| Stored records |

** Start **

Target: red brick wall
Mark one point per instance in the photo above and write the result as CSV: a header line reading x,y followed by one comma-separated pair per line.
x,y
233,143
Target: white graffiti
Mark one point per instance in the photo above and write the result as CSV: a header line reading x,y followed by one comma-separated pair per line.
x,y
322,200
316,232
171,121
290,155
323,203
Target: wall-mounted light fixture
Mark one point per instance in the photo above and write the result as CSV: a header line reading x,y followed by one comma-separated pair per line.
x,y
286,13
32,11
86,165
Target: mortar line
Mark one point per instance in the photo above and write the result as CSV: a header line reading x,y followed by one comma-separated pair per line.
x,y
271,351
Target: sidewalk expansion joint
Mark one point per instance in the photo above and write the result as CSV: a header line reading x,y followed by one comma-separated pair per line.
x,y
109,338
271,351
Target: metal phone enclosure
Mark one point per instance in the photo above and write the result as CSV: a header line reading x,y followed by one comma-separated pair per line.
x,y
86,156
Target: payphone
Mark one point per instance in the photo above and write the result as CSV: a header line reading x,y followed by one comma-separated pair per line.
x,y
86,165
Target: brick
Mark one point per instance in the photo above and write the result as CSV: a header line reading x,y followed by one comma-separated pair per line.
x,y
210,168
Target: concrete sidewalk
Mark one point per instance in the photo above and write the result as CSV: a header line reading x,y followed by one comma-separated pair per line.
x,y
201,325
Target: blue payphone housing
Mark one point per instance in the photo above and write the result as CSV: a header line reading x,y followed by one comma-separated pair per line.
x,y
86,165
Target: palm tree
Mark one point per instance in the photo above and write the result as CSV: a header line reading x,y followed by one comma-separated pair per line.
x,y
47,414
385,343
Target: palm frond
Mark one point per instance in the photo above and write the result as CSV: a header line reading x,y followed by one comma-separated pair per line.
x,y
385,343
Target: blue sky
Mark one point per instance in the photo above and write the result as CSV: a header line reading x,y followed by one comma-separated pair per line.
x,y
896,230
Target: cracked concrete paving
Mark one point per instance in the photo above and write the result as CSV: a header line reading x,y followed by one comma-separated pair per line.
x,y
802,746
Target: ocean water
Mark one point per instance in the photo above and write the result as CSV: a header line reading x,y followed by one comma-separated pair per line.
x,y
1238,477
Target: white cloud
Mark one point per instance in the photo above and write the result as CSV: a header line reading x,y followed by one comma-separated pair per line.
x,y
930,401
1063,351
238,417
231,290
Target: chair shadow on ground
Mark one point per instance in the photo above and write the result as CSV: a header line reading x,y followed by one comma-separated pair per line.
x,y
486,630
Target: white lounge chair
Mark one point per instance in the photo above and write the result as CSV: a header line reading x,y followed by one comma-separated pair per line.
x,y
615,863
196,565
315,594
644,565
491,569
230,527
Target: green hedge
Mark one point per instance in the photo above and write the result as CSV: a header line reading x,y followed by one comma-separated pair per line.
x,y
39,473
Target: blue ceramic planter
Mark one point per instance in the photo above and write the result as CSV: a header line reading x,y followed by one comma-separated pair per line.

** End **

Set down exactly what runs from the line with "Target: palm tree" to the last line of the data above, including both of those lines and no others.

| Solution for this problem |
Target: palm tree
Mark one point per instance in the photo above and write the result as CSV: a header line reading x,y followed by one comma-separated pair per line.
x,y
47,414
385,343
Target: palm frond
Mark one point per instance in the photo above and write the result as CSV: a header line reading x,y followed by one comma-separated pair per line.
x,y
385,343
Target: blue sky
Mark one point per instance in the photo above and write the result as CSV: a header line reading x,y followed by one comma-separated pair per line.
x,y
896,230
Target: cracked concrete paving
Mark one point per instance in the photo above and write the result as CSV: a header line reading x,y followed by one comma-separated pair per line.
x,y
802,746
Target: ocean water
Mark one point per instance in the photo above and write the result as CSV: a header line reading x,y followed by one comma-separated pair per line.
x,y
1238,477
Target: white cloud
Mark one point per instance in the photo above and write the result as CSV: a header line reading x,y followed by one comma-separated pair per line.
x,y
930,401
1063,351
238,417
231,290
Target: chair shadow on ground
Mark one point per instance in the photo above and write the result as CSV: a header line reading x,y followed by one comma-separated pair per line.
x,y
486,630
Target: white lounge chair
Mark one point per instance in the photo above and write the result as CSV: a header line reading x,y followed by one comma-separated pair per line.
x,y
615,863
196,565
315,594
644,565
491,569
230,527
Target: green hedge
Mark one point per instance in the photo above and write the result as CSV: a header line reading x,y followed by one comma-separated pair per line.
x,y
39,473
Target: blue ceramic planter
Mark one point per instance in the photo above and write the result as CSV: a header line reading x,y followed by one comma-separated pair per line.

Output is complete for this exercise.